**Records for the exercise:**

····················

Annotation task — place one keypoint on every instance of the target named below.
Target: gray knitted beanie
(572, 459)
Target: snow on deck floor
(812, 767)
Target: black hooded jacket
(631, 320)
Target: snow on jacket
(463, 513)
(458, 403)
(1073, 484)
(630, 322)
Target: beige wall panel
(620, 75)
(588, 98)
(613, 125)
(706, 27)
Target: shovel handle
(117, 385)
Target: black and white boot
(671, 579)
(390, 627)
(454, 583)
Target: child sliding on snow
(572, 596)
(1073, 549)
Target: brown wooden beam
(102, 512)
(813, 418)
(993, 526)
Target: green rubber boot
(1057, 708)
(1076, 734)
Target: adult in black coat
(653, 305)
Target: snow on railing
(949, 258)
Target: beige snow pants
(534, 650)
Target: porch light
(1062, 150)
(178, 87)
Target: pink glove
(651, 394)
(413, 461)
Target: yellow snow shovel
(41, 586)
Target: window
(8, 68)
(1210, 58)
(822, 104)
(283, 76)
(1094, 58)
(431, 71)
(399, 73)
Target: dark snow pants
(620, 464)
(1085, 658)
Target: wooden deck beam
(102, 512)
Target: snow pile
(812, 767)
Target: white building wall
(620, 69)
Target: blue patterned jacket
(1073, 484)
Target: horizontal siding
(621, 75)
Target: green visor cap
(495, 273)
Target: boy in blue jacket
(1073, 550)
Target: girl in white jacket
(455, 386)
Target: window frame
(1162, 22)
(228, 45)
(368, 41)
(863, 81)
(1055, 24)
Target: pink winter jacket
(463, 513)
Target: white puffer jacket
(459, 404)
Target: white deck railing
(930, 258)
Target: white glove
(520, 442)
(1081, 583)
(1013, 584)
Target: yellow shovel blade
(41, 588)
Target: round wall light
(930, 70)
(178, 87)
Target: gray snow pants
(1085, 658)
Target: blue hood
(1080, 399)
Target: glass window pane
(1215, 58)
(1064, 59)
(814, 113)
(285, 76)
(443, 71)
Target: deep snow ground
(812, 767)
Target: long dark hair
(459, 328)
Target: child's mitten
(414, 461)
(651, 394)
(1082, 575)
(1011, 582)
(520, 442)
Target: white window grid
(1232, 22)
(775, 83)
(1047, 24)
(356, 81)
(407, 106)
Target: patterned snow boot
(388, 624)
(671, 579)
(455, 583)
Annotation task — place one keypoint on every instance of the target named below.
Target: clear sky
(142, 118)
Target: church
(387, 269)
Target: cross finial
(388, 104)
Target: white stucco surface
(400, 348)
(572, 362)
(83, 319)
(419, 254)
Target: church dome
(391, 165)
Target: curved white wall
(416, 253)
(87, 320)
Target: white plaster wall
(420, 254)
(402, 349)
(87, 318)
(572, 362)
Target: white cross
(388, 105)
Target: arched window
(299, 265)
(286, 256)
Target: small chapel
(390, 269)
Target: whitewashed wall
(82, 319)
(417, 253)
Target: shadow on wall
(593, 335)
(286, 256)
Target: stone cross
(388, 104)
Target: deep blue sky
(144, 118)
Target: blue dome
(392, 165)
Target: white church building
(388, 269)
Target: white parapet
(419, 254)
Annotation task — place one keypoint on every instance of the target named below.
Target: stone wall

····················

**Exercise prompt:**
Rewrite every line from the one with "Target: blue dome" through the end of the records, keeping the requests, and raise each coordinate in the points by 55.

**Task answer:**
Target: blue dome
(447, 220)
Target: white church building
(443, 324)
Target: white parapet
(474, 309)
Annotation task — place one keypoint on every instance of the target named below.
Target: stone wall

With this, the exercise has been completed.